Activity —
Repeat every line of the data verbatim.

Supplied records —
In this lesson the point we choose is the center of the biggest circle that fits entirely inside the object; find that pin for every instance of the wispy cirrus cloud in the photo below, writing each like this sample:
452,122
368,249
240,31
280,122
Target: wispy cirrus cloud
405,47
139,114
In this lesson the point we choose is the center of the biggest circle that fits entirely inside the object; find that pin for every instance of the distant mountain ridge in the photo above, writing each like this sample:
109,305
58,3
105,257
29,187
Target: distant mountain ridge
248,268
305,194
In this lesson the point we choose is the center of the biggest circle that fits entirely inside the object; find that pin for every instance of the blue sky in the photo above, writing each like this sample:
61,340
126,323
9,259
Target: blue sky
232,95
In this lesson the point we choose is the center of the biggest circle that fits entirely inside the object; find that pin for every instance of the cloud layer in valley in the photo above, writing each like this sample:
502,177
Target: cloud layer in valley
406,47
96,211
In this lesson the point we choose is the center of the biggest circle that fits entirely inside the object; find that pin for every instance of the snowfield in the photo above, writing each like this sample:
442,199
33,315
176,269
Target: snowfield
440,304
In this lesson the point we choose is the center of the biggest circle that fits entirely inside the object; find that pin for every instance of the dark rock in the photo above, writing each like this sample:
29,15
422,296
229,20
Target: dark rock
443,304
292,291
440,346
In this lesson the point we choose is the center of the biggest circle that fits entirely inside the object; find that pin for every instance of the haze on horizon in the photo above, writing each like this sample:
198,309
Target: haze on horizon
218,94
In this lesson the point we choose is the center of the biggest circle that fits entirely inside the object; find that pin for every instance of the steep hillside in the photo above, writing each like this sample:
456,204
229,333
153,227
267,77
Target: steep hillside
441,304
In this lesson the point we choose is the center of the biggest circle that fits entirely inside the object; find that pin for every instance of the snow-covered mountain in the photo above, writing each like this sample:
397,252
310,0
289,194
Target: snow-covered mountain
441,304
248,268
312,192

Response to the task —
In this lesson the point we choose is the center of the biggest circle that fits entirely inside the object; find that pin for every instance of the wispy cirrus cloud in the photo below, writing each like this sample:
452,122
368,249
240,31
280,122
Target: wispy cirrus cloud
405,47
139,114
In this lesson the point we choose is the center of the biggest circle that fits entirely inside the object; find that pin for every instance of the distant mountain ridge in the photo above, writing each like this sample:
109,305
58,3
105,257
29,187
Target: distant mountain ridge
248,268
305,194
In this lesson the point we choose is the center of the biggest circle that fits entirely inside the object; find that pin for every instance of the blue sky in the photo above, writing each like this sample:
61,340
126,323
9,259
Target: blue sky
232,95
In this lesson the point we choose is the center of the biggest circle that fits entirely inside the object; find that pin for every instance of the cloud layer in valley in the photo above, writing each like this sample:
502,177
Target: cloud layer in valley
406,47
96,211
In this lesson the point we choose is the center of the biggest circle that fits entirely inside the object; find that pin for every instance of the snowfield in the photo above, writing each like this sample:
442,199
33,315
176,269
Target: snowfield
440,304
In this lesson the point we choose is the center of the biggest circle that fits entirely inside the object; find that pin for every instance of the dark rock in the photo above, writing each like this sample:
29,15
422,296
229,20
Target: dark rock
443,304
292,291
440,346
In this lesson the point we choose is the center of the biggest circle that fits entirely inside the object; find that pin for every instance of the haze on horizon in the photo above, writing each like this sample:
198,309
Target: haze on horizon
218,94
In this lesson the point we choose is the center of the biggest circle that fits entirely inside the object; find that pin for every instance of the steep hillside in the photo above, writing each like this sample:
456,204
229,333
153,227
267,77
Target: steep hillside
441,304
In this lesson the point we choose is the center of the biggest circle that fits entirely inside the object; find that pin for every instance of the snow-covered mountain in the photo above, writing each like this sample:
397,252
310,0
289,194
Target: snow-covered mountain
441,304
248,268
312,192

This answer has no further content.